▶ ИСХОДНЫЙ ОТРЫВОК

----------

Свою роль в жизни я могу определить так: я была свидетельницей поэзии. В годы испытаний то одного, то другого охватывала немота. Причины немоты бывали разные: ужас, страх, попытка оправдания происходящего или даже усиленный интерес и внимание к тому, что делается вокруг, — любая из них могла стать причиной немоты, то есть потери себя. Ведь каждое из этих состояний свидетельствует об ослаблении основной идеи, о нарушении духовной цельности.
В неменьшей степени было пагубно и равнодушие. Спасало только сознание поэтической правоты, а она достигается полной разбуженностью, при которой поэт все видит, все знает и без оглядки делает свое дело «против шерсти» времени и эпохи.

----------

▶ ФРАГМЕНТЫ ДАННЫХ
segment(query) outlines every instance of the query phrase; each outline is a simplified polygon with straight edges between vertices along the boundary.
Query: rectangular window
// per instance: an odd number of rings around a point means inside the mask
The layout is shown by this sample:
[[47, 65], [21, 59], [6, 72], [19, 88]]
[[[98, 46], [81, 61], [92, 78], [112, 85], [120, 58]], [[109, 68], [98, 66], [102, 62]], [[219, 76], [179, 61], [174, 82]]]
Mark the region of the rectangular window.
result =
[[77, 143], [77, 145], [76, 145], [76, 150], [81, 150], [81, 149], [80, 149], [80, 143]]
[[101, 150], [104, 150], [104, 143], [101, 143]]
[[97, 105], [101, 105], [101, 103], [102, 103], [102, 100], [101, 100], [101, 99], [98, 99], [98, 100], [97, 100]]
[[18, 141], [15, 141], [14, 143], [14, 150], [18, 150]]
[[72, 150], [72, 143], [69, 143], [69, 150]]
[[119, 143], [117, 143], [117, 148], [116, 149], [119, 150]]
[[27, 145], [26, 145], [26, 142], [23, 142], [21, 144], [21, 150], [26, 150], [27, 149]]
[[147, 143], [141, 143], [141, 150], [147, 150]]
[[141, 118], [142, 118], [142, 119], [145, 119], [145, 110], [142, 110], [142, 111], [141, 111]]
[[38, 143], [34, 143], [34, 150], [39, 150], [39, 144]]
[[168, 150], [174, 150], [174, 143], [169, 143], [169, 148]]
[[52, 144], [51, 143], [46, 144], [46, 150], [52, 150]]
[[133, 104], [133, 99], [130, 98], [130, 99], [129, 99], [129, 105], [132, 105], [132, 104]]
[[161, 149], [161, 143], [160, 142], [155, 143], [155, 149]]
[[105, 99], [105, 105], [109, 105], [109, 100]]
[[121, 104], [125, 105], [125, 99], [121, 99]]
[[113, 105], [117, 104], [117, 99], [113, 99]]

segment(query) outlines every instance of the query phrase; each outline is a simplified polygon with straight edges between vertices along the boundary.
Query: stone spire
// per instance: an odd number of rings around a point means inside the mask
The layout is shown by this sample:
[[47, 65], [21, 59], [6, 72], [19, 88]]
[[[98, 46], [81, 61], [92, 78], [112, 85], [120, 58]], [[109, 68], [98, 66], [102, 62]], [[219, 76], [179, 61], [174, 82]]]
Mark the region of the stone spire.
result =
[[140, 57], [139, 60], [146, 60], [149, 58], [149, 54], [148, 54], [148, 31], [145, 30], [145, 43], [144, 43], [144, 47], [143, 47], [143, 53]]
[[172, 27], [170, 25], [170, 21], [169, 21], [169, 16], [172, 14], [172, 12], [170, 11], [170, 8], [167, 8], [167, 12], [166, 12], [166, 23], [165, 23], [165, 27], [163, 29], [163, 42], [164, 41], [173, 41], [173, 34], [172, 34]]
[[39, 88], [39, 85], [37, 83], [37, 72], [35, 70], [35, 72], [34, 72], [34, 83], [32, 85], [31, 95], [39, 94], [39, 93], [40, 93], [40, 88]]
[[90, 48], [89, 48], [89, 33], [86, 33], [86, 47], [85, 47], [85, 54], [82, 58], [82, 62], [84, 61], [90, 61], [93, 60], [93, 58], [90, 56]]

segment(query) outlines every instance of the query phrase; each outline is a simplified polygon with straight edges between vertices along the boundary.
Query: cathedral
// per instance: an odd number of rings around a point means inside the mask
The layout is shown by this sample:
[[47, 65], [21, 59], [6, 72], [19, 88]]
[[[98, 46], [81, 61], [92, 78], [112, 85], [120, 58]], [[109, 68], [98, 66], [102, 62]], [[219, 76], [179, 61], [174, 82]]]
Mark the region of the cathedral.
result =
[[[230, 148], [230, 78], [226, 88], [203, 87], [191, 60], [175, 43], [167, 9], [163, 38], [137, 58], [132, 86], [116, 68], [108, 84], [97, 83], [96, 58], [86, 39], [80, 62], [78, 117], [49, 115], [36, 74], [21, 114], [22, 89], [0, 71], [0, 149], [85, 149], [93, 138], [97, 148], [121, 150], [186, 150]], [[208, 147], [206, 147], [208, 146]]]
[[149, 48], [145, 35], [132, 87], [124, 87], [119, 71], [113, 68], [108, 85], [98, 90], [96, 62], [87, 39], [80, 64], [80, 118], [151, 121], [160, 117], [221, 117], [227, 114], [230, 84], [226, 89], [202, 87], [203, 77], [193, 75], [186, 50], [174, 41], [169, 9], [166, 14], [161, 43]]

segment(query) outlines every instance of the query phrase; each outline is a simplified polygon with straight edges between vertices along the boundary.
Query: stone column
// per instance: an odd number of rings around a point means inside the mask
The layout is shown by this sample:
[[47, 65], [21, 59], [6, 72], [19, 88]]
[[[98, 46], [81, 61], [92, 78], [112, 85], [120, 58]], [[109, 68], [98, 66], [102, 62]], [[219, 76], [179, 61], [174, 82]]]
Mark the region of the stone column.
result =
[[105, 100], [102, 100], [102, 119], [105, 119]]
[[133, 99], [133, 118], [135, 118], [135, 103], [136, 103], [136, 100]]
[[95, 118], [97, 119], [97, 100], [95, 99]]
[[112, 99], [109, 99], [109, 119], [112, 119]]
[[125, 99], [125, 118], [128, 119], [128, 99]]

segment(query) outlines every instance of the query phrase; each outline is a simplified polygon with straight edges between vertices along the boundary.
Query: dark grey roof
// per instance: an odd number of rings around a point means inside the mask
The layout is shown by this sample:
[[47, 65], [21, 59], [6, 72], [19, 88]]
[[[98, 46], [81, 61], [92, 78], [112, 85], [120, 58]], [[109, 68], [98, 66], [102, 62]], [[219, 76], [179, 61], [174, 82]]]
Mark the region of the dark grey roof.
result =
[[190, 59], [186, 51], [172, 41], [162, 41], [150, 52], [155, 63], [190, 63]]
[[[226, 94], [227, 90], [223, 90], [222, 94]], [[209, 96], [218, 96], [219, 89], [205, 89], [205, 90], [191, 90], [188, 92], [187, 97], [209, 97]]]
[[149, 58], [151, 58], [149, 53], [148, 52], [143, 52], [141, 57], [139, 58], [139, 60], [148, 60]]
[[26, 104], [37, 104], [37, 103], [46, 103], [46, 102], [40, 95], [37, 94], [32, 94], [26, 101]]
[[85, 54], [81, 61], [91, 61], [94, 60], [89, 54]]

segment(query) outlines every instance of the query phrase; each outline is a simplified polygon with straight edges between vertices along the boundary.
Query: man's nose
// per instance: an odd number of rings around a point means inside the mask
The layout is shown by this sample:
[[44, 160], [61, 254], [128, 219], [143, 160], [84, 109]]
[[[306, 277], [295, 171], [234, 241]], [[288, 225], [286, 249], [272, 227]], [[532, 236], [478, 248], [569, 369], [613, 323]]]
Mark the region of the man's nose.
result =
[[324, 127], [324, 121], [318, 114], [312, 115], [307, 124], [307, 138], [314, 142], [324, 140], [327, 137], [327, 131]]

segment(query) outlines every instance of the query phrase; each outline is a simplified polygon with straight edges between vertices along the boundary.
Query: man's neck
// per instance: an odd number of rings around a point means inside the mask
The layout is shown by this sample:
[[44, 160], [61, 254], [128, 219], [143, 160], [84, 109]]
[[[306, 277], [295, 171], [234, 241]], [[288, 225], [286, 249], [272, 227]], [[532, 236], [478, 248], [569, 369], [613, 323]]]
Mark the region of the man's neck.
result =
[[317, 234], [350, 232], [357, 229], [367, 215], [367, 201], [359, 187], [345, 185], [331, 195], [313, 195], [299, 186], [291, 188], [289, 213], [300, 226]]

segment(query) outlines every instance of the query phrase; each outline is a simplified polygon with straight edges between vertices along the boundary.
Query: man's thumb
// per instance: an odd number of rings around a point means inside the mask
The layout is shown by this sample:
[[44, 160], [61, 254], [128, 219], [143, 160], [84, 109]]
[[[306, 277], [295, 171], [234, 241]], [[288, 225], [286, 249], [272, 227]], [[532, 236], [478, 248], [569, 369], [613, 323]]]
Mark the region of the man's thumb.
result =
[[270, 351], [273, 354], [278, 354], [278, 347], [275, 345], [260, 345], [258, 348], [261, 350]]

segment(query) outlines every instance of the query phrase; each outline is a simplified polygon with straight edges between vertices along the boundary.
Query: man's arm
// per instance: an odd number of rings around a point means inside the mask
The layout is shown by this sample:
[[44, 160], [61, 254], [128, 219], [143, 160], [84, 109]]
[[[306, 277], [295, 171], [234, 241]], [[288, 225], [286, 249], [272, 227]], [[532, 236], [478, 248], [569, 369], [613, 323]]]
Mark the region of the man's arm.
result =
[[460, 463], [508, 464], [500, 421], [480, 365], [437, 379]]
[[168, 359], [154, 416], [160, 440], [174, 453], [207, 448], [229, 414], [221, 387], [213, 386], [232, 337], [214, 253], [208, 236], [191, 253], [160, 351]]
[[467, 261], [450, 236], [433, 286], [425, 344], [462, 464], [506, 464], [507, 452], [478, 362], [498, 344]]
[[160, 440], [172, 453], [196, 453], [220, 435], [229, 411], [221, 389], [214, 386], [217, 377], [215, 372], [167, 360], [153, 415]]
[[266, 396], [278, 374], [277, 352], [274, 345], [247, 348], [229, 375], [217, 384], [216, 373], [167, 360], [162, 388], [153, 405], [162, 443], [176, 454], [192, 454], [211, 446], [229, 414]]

----------

▶ ВЫПОЛНИТЕ ЗАДАНИЯ
1. Воспроизведите дословно фрагмент отрывка о немоте: начните со слов «Свою роль в» и остановитесь после слов «нарушении духовной цельности.».
2. Почему, согласно отрывку о немоте, ужас, страх или даже усиленный интерес к происходящему могли привести к потере себя? Ответьте в одном–трёх предложениях.
3. Ответьте на вопросы по отрывку о немоте:
(a) Как в первой фразе определена роль автора в жизни?
(b) Что, по словам отрывка, было в неменьшей степени пагубно?
(c) Чем достигается сознание поэтической правоты?

▶ ОТВЕТЫ
1.
Свою роль в жизни я могу определить так: я была свидетельницей поэзии. В годы испытаний то одного, то другого охватывала немота. Причины немоты бывали разные: ужас, страх, попытка оправдания происходящего или даже усиленный интерес и внимание к тому, что делается вокруг, — любая из них могла стать причиной немоты, то есть потери себя. Ведь каждое из этих состояний свидетельствует об ослаблении основной идеи, о нарушении духовной цельности.

2. Каждое из этих состояний свидетельствует об ослаблении основной идеи и о нарушении духовной цельности. Поэтому любое из них могло стать причиной немоты, то есть потери себя.

3.
(a) Автор была свидетельницей поэзии.
(b) Равнодушие.
(c) Полной разбуженностью, при которой поэт все видит и все знает.